Location labeling records:
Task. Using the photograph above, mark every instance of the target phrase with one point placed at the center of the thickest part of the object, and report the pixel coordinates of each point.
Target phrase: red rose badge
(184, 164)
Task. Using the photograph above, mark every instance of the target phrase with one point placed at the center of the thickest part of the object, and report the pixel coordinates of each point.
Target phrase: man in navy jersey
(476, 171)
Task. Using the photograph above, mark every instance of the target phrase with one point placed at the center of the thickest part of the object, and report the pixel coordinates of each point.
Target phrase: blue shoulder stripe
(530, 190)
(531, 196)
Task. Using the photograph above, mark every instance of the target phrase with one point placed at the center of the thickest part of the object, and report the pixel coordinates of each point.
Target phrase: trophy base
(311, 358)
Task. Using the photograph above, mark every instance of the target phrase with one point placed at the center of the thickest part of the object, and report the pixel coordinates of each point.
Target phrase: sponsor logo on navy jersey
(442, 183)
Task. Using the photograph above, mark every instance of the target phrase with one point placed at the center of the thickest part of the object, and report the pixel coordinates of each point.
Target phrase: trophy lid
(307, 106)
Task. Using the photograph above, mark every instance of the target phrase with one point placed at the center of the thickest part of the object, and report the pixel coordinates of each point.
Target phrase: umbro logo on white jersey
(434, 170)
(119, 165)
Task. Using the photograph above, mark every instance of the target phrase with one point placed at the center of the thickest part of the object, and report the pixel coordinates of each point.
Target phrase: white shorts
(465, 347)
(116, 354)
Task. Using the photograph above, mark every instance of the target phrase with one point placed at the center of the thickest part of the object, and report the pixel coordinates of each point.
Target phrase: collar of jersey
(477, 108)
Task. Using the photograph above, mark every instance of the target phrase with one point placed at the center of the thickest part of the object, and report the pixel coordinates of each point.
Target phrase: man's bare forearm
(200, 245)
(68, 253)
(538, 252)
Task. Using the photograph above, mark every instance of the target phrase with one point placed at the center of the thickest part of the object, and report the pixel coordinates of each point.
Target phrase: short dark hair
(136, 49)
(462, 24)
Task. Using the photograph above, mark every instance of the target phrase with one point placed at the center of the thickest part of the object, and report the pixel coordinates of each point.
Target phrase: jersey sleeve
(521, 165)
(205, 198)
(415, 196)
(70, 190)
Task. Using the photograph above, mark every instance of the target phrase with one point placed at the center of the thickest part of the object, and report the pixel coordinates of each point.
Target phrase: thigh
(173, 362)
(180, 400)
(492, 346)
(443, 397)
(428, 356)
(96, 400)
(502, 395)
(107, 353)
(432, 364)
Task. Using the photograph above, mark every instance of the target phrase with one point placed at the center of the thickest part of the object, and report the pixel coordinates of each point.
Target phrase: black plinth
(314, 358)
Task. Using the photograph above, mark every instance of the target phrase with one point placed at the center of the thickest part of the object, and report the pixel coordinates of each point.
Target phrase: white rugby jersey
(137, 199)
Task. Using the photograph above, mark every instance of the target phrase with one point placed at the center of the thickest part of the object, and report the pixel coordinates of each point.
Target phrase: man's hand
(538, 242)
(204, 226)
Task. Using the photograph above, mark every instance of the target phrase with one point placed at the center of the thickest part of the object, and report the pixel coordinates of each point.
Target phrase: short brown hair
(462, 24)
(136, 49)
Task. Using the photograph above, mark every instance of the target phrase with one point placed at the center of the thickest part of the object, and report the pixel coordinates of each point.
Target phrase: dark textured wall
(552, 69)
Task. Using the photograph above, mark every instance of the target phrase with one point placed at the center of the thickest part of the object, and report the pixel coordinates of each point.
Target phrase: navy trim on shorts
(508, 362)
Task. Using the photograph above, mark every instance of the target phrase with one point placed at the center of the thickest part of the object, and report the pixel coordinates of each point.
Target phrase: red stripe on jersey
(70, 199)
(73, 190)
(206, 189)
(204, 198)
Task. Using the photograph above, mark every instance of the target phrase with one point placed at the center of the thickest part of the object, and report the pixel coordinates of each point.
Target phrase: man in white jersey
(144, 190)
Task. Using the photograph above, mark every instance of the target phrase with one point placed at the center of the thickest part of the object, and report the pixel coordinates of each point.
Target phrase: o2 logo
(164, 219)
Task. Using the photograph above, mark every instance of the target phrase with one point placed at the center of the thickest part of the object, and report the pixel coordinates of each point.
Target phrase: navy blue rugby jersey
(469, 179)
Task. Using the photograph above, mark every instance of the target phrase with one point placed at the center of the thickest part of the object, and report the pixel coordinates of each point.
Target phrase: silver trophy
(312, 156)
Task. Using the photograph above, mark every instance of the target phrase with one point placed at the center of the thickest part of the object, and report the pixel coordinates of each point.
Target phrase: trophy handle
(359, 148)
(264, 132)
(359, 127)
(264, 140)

Description of the task: Pull out each line in the records above that contains the string "logo", copying every such line in full.

Exercise answer:
Target phrase: sponsor logo on navy jersey
Target phrase: umbro logo on white jersey
Target phrase: o2 logo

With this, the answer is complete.